• [Problem description]: Rewrite the records below as a numbered list with one entry per line, skipping blank lines.

====

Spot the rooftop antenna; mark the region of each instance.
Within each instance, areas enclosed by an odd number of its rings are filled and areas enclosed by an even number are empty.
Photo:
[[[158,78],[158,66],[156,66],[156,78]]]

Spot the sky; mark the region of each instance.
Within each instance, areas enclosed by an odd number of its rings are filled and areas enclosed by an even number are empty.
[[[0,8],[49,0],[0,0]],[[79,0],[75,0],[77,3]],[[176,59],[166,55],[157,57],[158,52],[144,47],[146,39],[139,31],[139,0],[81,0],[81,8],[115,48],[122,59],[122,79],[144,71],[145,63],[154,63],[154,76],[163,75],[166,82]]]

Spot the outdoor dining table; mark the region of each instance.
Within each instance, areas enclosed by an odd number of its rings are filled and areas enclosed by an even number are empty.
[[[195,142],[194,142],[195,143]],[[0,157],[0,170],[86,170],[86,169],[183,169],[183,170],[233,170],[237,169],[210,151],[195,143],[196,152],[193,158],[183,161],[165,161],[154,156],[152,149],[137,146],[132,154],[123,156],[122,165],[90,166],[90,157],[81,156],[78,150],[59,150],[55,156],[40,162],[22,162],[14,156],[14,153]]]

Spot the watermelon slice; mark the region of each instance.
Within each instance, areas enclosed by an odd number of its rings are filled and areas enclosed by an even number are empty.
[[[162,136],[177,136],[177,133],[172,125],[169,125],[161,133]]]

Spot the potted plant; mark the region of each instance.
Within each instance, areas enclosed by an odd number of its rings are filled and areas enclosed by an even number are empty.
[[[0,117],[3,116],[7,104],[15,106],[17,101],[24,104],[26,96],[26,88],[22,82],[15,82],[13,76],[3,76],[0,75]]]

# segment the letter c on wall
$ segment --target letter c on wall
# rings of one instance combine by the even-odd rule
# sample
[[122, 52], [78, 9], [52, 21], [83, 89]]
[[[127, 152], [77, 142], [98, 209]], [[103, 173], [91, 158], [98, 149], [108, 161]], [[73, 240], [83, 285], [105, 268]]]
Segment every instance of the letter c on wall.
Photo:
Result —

====

• [Exercise output]:
1. Spot the rooftop antenna; mark the region of each instance.
2. Within each instance, areas enclosed by an odd number of its rings are filled and areas enclosed by an even number are empty.
3. Photo:
4. [[[158,78],[158,66],[156,66],[156,78]]]
5. Spot the sky; mark the region of each instance.
6. Within each instance, areas enclosed by an odd number of its rings are filled and areas enclosed by an even number are empty.
7. [[[0,8],[49,0],[0,0]],[[79,0],[75,0],[77,3]],[[176,59],[166,55],[157,57],[158,52],[144,47],[146,39],[139,31],[139,0],[81,0],[81,8],[115,48],[122,59],[122,79],[144,71],[145,63],[154,63],[154,76],[163,75],[166,82]]]
8. Spot the outdoor dining table; mark the region of each instance.
9. Within each instance, areas enclosed by an odd number of its rings are filled and areas enclosed by an even number are empty.
10. [[[195,142],[194,142],[195,143]],[[0,157],[0,170],[86,170],[86,169],[183,169],[183,170],[233,170],[237,169],[210,151],[195,143],[196,152],[193,158],[183,161],[165,161],[154,156],[152,149],[137,146],[132,154],[123,156],[122,165],[90,166],[90,157],[81,156],[78,150],[59,150],[55,156],[40,162],[22,162],[14,156],[14,153]]]
11. Spot the watermelon slice; mark the region of each instance.
12. Within each instance, areas enclosed by an odd number of its rings are filled and areas enclosed by an even number are empty.
13. [[[162,136],[177,136],[177,133],[172,125],[169,125],[161,133]]]
14. Spot the potted plant; mark the region of each instance.
15. Within each instance, areas enclosed by an odd number of its rings are filled and areas enclosed by an even number are empty.
16. [[[0,117],[3,116],[7,104],[15,106],[17,101],[24,104],[26,96],[26,88],[22,82],[15,82],[13,76],[3,76],[0,75]]]
17. # segment the letter c on wall
18. $ segment --target letter c on wall
19. # rings of one instance combine by the even-odd rule
20. # sample
21. [[122, 52], [78, 9], [52, 21], [83, 89]]
22. [[[127, 152], [77, 142], [98, 209]], [[103, 173], [91, 158], [98, 149], [108, 161]], [[73, 240], [83, 285], [105, 268]]]
23. Segment every instance of the letter c on wall.
24. Photo:
25. Result —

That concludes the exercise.